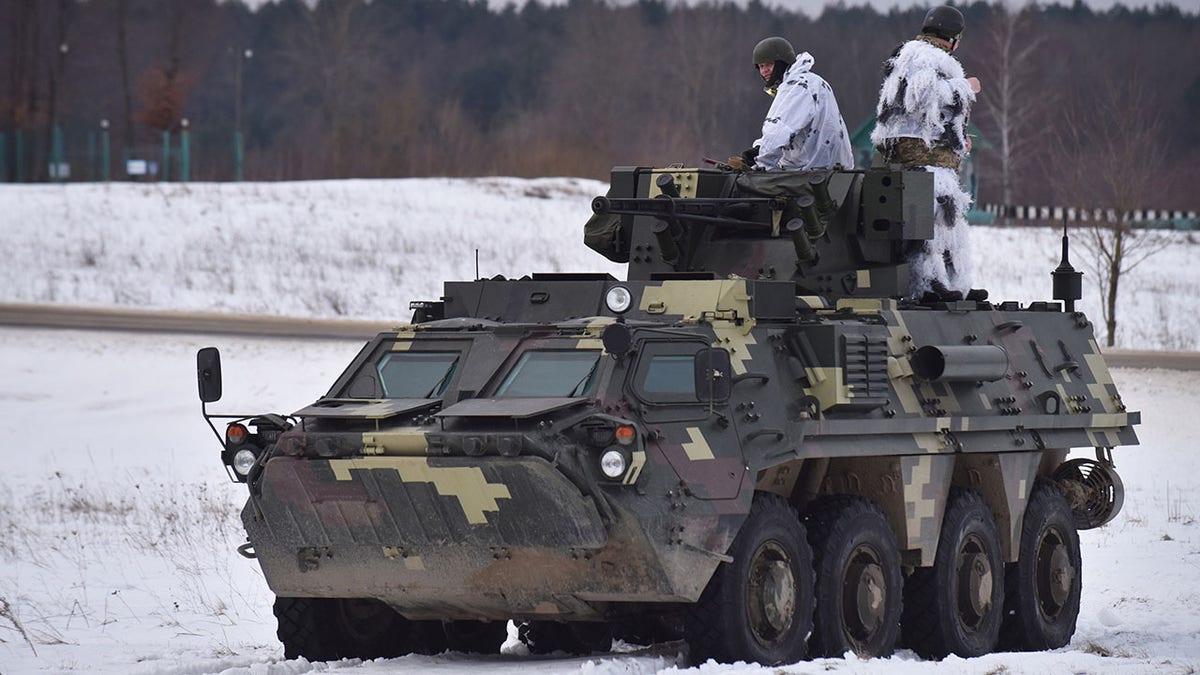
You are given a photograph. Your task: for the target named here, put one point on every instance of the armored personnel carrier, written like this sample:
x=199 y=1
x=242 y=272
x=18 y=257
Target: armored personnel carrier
x=757 y=443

### TASK TO CARRY OUT
Write out all the records again with every "armored personnel carrier" changed to "military vehicle" and everything else kept the same. Don't include the pictures.

### OUTPUT
You are given a photograph. Your task: for the target named here, put one point on every instance of the military vehicle, written like this sample:
x=199 y=1
x=242 y=272
x=18 y=257
Target: military vehicle
x=757 y=443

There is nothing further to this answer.